• DATASET EXTRACT:
________________________

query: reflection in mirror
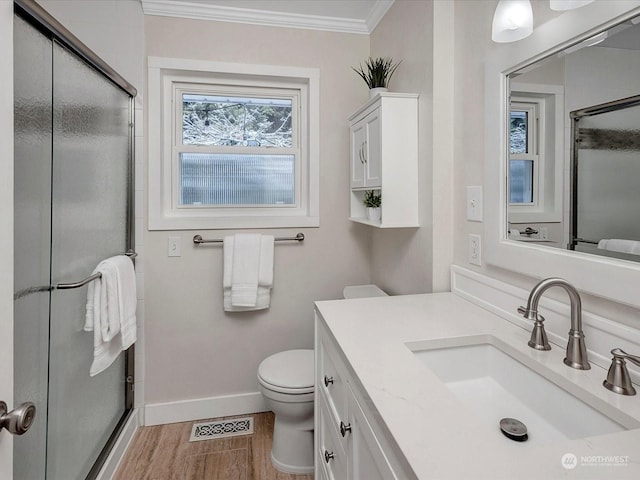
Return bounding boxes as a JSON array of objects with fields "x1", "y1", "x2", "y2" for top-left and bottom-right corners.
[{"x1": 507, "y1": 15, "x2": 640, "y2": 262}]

________________________

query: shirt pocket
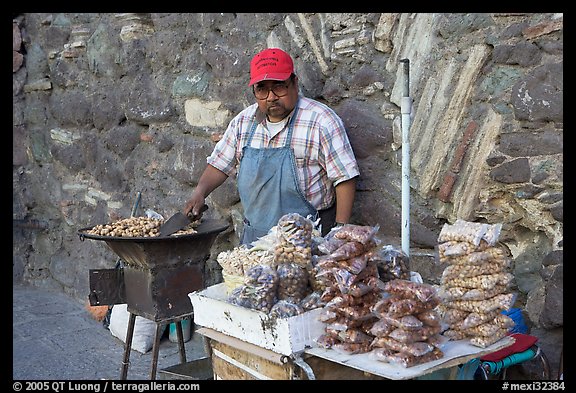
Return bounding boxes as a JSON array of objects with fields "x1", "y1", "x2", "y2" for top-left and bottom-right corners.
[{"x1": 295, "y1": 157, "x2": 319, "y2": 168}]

________________________

Please return every line of the records that contains the word "query".

query: reflection in mirror
query: shirt pocket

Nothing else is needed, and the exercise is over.